EXERCISE PROMPT
Go through the lines below and copy any that hold the string "edge".

SOURCE DATA
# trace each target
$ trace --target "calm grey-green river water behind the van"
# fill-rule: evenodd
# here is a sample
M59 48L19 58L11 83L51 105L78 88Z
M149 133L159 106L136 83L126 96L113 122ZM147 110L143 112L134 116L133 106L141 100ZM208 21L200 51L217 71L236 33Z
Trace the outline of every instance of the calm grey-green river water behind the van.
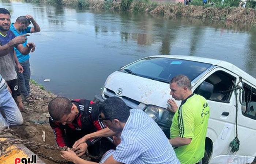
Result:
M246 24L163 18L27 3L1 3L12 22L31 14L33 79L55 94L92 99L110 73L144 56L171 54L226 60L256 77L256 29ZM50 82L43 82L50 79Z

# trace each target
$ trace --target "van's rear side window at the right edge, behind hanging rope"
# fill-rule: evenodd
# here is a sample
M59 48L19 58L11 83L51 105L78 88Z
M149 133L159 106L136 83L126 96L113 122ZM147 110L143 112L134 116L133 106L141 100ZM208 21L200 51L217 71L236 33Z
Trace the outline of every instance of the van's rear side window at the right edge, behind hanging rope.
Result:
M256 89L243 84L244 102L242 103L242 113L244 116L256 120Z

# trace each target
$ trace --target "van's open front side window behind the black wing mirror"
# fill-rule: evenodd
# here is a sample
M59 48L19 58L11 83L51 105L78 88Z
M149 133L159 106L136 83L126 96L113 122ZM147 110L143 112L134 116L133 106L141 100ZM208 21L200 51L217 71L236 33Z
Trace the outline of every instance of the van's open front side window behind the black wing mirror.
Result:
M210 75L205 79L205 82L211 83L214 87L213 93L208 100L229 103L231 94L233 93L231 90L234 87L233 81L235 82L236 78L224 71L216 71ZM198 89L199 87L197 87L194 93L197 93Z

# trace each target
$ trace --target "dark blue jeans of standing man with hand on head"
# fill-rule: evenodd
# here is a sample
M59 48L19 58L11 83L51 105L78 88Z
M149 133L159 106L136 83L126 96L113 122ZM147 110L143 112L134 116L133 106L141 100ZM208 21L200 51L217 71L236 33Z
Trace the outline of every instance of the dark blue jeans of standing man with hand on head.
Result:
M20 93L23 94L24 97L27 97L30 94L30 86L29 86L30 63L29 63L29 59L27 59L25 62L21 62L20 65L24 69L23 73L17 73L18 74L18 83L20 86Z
---
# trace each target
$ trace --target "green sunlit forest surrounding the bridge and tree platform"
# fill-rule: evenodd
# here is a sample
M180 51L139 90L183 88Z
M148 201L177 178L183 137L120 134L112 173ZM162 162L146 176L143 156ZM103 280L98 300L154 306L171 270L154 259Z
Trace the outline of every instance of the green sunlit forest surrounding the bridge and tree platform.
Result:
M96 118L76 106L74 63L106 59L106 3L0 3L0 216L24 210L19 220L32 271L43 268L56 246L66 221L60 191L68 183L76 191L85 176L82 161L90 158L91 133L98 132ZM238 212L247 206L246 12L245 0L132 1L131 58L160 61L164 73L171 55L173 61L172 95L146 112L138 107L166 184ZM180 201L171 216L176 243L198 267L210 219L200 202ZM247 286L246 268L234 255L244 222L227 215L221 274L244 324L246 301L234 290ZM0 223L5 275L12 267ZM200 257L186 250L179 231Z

ANSWER TO THIS TASK
$ trace --target "van's rear side window at the right edge, behind hanging rope"
Trace the outline of every instance of the van's rear side window at the right edge, behind hanging rope.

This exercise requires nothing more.